**** Data excerpts ****
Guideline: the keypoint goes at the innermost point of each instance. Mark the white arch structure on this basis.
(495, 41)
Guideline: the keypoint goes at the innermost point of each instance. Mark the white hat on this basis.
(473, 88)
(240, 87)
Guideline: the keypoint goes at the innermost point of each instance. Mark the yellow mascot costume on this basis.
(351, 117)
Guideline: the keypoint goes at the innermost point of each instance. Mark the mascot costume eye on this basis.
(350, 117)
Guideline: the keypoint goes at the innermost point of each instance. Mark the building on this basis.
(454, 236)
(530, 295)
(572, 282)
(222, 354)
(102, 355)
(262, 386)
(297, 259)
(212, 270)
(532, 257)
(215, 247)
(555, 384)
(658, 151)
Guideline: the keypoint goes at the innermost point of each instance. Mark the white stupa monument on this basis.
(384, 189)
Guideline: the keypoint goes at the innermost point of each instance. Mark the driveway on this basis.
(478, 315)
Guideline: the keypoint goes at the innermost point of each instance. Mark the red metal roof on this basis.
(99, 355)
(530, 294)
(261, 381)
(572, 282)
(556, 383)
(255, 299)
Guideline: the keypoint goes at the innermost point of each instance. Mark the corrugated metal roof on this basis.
****
- **Exercise**
Could you shift every coordinate in the answers by adding -149 to both x and y, and write out again all the lines from the one with "eye on this basis." through the end of the entries, both ends and the guideline lines included?

- **Solution for this problem**
Guideline: the keypoint goes at the innermost point of each instance. Mark the mascot costume eye on this basis.
(201, -32)
Guideline: the keypoint goes at the innermost point of each instance. Mark the building on this basis.
(305, 87)
(381, 146)
(423, 133)
(73, 205)
(-47, 206)
(113, 237)
(148, 110)
(63, 121)
(383, 108)
(66, 98)
(406, 235)
(509, 2)
Guideline: the keypoint goes at the innermost point of each instance. Mark the white stupa monument on this basis.
(235, 40)
Guideline: the keypoint goes at the innermost point of each instance. Mark the driveway on this basis.
(329, 166)
Guideline: the keypoint goes at the innermost point of each instance. Mark the red metal roof on this basis.
(-50, 206)
(381, 145)
(112, 232)
(423, 133)
(407, 234)
(106, 150)
Guideline: the keypoint goes at the innermost point of each instance. Mark the corrugated metal roof on this basis.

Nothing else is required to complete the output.